Task goal: Leave the pictures out while you restate every entry below word for word.

Source material:
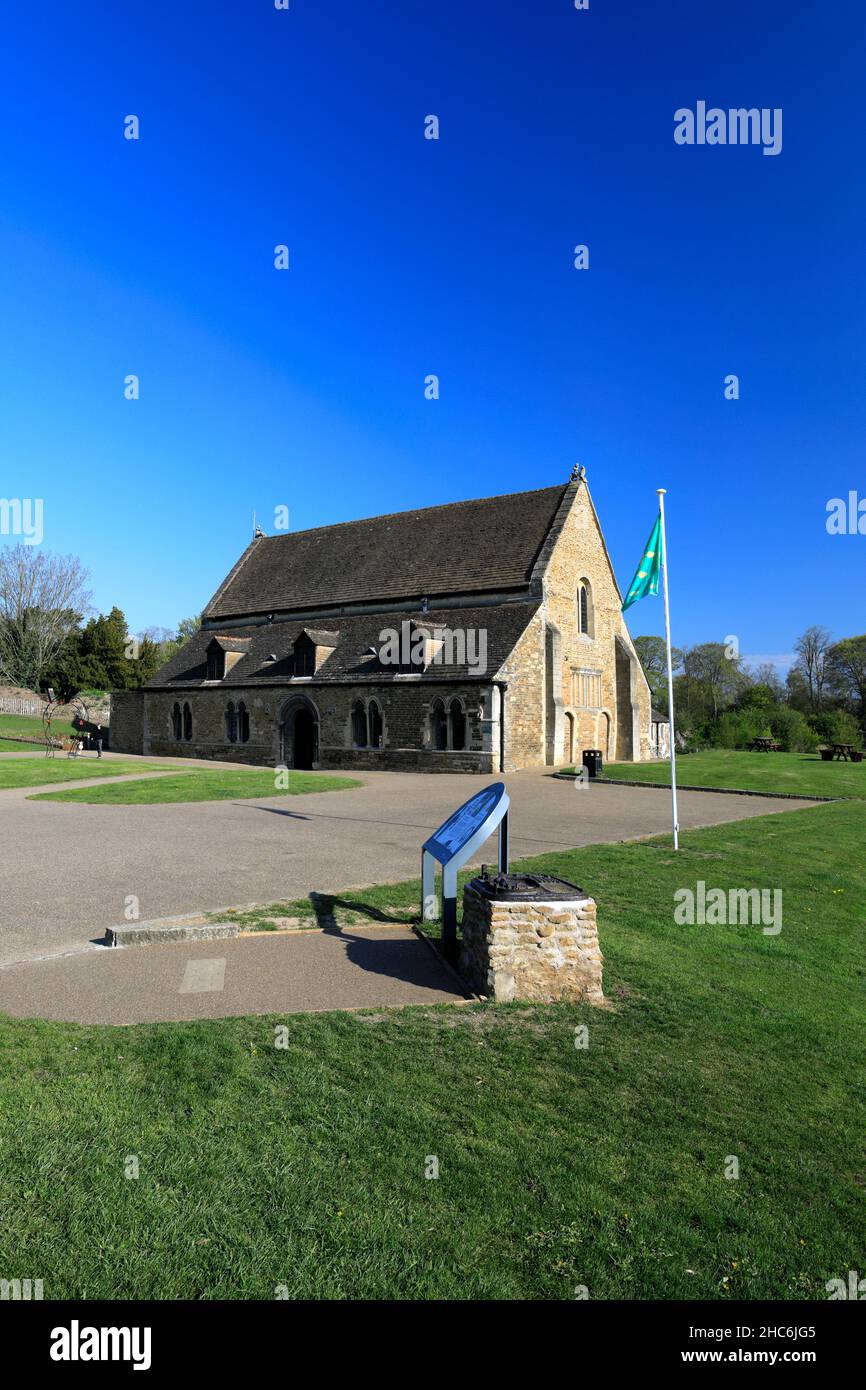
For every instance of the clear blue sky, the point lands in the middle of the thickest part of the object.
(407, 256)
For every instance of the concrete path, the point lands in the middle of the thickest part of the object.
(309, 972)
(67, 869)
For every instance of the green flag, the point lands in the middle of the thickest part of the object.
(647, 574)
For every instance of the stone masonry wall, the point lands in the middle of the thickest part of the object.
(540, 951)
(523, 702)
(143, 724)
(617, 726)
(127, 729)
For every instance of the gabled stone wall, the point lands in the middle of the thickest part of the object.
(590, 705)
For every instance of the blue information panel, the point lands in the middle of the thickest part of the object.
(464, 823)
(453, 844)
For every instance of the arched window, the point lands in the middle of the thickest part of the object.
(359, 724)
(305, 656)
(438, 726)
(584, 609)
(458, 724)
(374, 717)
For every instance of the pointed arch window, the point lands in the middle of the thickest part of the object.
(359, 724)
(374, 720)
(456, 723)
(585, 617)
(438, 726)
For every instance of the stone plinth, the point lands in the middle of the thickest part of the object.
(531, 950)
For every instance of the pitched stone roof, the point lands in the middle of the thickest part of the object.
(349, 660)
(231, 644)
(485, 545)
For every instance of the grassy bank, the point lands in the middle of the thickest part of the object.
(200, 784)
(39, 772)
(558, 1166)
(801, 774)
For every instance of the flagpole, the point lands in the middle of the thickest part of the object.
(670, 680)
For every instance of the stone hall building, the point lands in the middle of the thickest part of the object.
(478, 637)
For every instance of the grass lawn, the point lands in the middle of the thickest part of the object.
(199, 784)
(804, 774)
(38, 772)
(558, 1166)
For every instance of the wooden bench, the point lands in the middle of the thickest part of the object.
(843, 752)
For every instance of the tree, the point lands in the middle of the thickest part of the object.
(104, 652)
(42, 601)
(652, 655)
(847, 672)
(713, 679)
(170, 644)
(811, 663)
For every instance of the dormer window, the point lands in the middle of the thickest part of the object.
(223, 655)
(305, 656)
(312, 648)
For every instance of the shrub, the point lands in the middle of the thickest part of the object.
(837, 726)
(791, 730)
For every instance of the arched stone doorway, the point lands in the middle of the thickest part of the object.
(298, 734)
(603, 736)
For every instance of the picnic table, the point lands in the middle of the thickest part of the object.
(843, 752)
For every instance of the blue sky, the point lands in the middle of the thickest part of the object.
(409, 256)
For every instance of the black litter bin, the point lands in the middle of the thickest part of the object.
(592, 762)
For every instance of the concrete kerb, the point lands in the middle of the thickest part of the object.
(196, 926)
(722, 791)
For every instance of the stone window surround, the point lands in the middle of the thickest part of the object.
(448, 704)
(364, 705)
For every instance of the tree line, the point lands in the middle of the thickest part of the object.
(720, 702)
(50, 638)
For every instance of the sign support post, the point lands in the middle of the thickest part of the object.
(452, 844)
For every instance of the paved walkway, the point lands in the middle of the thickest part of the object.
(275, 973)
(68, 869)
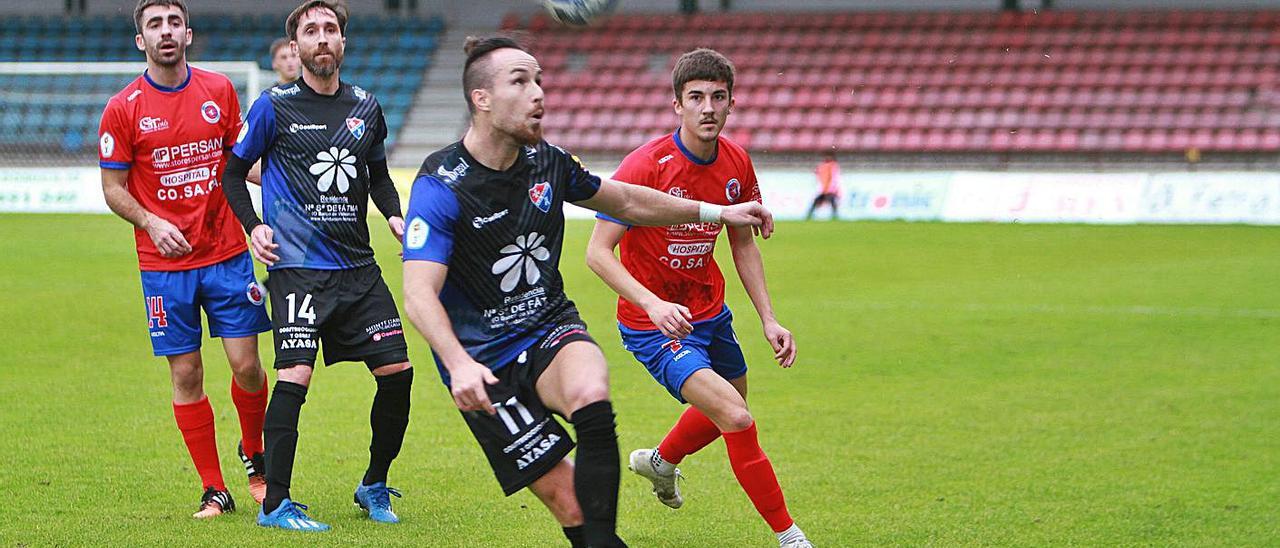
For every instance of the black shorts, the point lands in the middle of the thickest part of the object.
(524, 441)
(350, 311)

Written response:
For every instance of the clear blue sky, the point lands in the middle of the thickest part of the object.
(407, 256)
For every instance of the concrete path, the point lands in the middle of the thickest part of the object.
(309, 972)
(67, 869)
For every instance of the green flag, the point lands in the middle of the thickest part of the object.
(647, 574)
For every instance of the stone masonry wall, the point lands in the middle of the thickest part of the object.
(540, 951)
(523, 702)
(143, 724)
(617, 726)
(127, 729)
For every instance of the gabled stone wall, the point lands in the middle of the thickest part of the object.
(590, 705)
For every instance of the blue information panel, the point lands in the middle of the thickest part of the object.
(464, 823)
(453, 844)
For every instance of the arched window, the point lands in the middle of the thickest part of the object.
(359, 724)
(305, 656)
(438, 726)
(584, 609)
(458, 724)
(374, 717)
For every instance of the pointed arch window, the point lands in the middle of the thickest part of the object.
(359, 724)
(374, 720)
(456, 723)
(585, 617)
(438, 726)
For every instance of the stone plinth, the point lands in the middle of the thickest part of the object.
(531, 950)
For every instance of the pitched stone roof, the point lands in the middle of the thickest part of the object.
(349, 660)
(231, 644)
(485, 545)
For every instance of the grassy bank, the point lands in the middle of the thickest part of the object.
(200, 784)
(39, 772)
(558, 1166)
(801, 774)
For every instance of the flagpole, the point lands in the middle of the thickest part of the object.
(670, 680)
For every instance of the stone hall building, the point lands in the middle of the thickest part of the object.
(478, 637)
For every instance of the grass lawn, the point lands in the middle of the thickest part of the object.
(199, 784)
(804, 774)
(38, 772)
(558, 1166)
For every instance of the wooden bench, the point lands in the middle of the thickest part of the object.
(843, 752)
For every instance of the tree, the point lands in the middle of the thickest part of the object.
(104, 652)
(42, 601)
(652, 655)
(847, 672)
(713, 679)
(170, 644)
(811, 663)
For every instance of the dormer window, the point lands in the middle of the thickest part of the object.
(223, 655)
(305, 656)
(312, 648)
For every instance of the shrub, the point lands in the middle of the thickest part of the object.
(837, 726)
(791, 730)
For every instance of the arched stone doorway, the point lands in the middle of the thickest part of the object.
(298, 734)
(603, 736)
For every instance of the picnic table, the point lands in the middle of the thickest part of the object.
(843, 752)
For every instance of the blue sky, the point lands in the middle of the thickest part of the object.
(409, 256)
For every instance of the black litter bin, the point lands in the middle of the thickest part of the object.
(592, 762)
For every instance of the concrete kerb, the point lands in the middle of the thickest part of the object.
(196, 926)
(722, 791)
For every instance of the stone window surround, the point lands in the middle of the thickest part of the object.
(448, 704)
(364, 705)
For every instance of the tree line, the point lands in the middle of the thickest part of the object.
(720, 702)
(50, 638)
For every instance of the sign support post, the point lands in the middle of the thickest part of the object.
(452, 844)
For every instance of the paved walkway, the point lands in the middle of the thickest part of the object.
(275, 973)
(68, 869)
For every instance of the black shorts, the point lands in the middle of the thickest part of the object.
(524, 441)
(350, 311)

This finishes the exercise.